Task brief
Write out the whole listing below line for line, changing nothing.

[Pointing and labeling entries]

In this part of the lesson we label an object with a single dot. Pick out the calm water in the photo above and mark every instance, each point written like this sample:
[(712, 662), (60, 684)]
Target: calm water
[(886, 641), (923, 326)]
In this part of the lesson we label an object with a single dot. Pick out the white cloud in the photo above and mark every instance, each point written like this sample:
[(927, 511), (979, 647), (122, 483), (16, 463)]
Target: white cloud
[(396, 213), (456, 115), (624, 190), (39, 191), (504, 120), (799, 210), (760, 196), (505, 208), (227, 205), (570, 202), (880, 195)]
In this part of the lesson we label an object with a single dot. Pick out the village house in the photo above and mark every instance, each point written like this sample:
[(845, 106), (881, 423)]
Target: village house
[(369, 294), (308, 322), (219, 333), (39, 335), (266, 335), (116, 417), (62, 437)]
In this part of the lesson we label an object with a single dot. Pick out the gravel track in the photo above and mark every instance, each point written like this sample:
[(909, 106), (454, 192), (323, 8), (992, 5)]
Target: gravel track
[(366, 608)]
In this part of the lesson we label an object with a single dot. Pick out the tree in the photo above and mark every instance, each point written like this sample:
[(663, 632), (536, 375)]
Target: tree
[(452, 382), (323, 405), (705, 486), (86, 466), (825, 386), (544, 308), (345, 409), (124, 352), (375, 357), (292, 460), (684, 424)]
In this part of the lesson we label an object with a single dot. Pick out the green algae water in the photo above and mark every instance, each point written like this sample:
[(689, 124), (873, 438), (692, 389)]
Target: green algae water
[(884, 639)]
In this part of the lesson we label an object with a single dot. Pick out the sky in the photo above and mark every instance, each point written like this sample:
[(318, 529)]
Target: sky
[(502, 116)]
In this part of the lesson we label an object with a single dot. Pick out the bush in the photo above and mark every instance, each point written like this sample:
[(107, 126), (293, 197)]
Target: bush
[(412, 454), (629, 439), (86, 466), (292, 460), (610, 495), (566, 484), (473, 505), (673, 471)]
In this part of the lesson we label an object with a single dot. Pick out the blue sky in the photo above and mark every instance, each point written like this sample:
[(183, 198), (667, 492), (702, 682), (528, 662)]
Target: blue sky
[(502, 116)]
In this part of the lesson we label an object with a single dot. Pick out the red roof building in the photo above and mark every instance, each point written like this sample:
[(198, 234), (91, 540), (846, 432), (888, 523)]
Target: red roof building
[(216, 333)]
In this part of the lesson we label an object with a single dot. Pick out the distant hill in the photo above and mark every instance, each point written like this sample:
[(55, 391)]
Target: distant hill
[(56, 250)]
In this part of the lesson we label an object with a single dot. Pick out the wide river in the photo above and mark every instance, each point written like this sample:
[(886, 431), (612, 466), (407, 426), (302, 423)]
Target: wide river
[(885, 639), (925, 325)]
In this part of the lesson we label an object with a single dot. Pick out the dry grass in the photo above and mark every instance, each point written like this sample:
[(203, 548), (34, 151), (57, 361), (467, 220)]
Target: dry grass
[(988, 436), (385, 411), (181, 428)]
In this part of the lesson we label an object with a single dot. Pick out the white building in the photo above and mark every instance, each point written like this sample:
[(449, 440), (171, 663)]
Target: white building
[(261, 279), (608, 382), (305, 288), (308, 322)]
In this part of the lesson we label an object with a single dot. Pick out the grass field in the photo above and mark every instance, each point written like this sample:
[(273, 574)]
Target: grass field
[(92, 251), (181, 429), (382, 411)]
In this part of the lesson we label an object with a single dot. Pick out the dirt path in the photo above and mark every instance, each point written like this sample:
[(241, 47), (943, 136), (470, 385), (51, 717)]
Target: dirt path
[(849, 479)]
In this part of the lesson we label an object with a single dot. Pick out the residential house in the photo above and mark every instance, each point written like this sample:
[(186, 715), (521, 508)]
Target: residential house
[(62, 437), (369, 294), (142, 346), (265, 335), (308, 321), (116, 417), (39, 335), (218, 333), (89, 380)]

Solution to this problem
In this part of the lesson we label an object with a single dot. Pick out the calm water in the photo above and mark every instance, each point written like this sample:
[(712, 662), (60, 684)]
Target: calm water
[(886, 641), (923, 326)]
In this part of the lesson we label an object with a single dot. Pick out the white cloud in the photo above and mark every instance, each point written like this sample:
[(927, 511), (979, 647), (122, 483), (16, 463)]
Target: white cloud
[(396, 213), (456, 115), (624, 190), (39, 191), (504, 120), (799, 210), (760, 196), (505, 208), (227, 205), (570, 202), (880, 195)]
In this part of the lesson we label an object with a single dot. Pick out the village house in the photo above and mark every instance, each point written like this sample:
[(845, 106), (881, 423)]
Target: village house
[(369, 294), (308, 322), (219, 333), (39, 335), (266, 335), (116, 417), (62, 437)]
In this part of the lesson we label an object with a single dot. Pick out the gravel track in the photo above and mark every instance, each point written like this sample:
[(909, 106), (454, 192), (323, 8), (992, 5)]
Target: gravel track
[(366, 608)]
In this part of the lesson we label an object with a single dot. Pick out the tree in the photo above and mark every instance, each point written like this sample:
[(663, 632), (536, 375)]
Target: tree
[(452, 382), (323, 405), (705, 486), (86, 466), (825, 386), (544, 308), (345, 409), (124, 352), (375, 357), (292, 460), (684, 424)]
In this part of the lesson we label an object with a single dot. Pick out the green algae water in the photo above and mark every instance, each point written like this sample:
[(689, 124), (873, 438), (692, 389)]
Target: green algae water
[(884, 639)]
In this part of the lesson we label an object with a single dot. Pick out the sky in the photo above and mark every instance, each point written like this sample:
[(318, 529)]
Target: sky
[(502, 116)]
In this part of the lesson we label an object with a single dot. Pick out the bush in the photo above and mark every instance, each point written like this sample:
[(107, 126), (293, 197)]
Target: bush
[(412, 454), (629, 439), (86, 466), (292, 460), (610, 495), (566, 484), (473, 505), (673, 471)]
In this part of the lesson we label an object with a single dot. Pick out the blue sky in the photo above and mark every instance, each point written like this sample:
[(183, 198), (667, 492), (702, 682), (528, 662)]
Target: blue sky
[(502, 116)]
In this part of the lesson we label an object with a single dot. Pick out the red roof building in the photo above and mark every instance, each point written like this sample:
[(198, 234), (91, 540), (846, 432), (888, 523)]
Target: red roof building
[(216, 333)]
In this part of the lesson we label an object with a single dot. Pick out the distant hill in the photo above and mark every instance, each point written like this sample:
[(55, 391)]
Target: distant hill
[(56, 250)]
In this part of the lesson we label an object with a single dot. Pick out the wide river in the photo above and mark every instance, each point written like this sample:
[(886, 431), (612, 466), (407, 426), (302, 423)]
Target: wide river
[(885, 639), (925, 325)]
In this part of the lesson we label an object with a single dot. Pick out the dry grass in the photo above and mark every instance, each point written like this sample:
[(203, 548), (34, 151), (57, 361), (467, 220)]
Target: dry grass
[(988, 436), (385, 411), (181, 428)]
In this part of the lesson we label an object with a single dot. Pick out the white building in the photo above and mark every instance, each point written like this sample:
[(449, 440), (171, 663)]
Target: white building
[(261, 279), (608, 382), (305, 288), (308, 322)]
In this part of the lesson we label an object with a single dot. Pick out the grass field in the photo above and mark every instance, each point written like this sample:
[(273, 574)]
Target: grass field
[(92, 251), (181, 429), (382, 411)]
In this part of the lesson we label an object with a single dot. Pick out the dirt path in the photo above and mark every instance, each point written like this sample:
[(241, 47), (943, 136), (470, 385), (51, 717)]
Target: dirt path
[(849, 479)]
In this part of the lesson we label an object with a single dot. Pick out the residential house in the photo above and mark every instance, each point written like this sample:
[(186, 715), (521, 508)]
Target: residential house
[(62, 437), (369, 294), (142, 346), (265, 335), (308, 321), (116, 417), (39, 335), (218, 333), (89, 380)]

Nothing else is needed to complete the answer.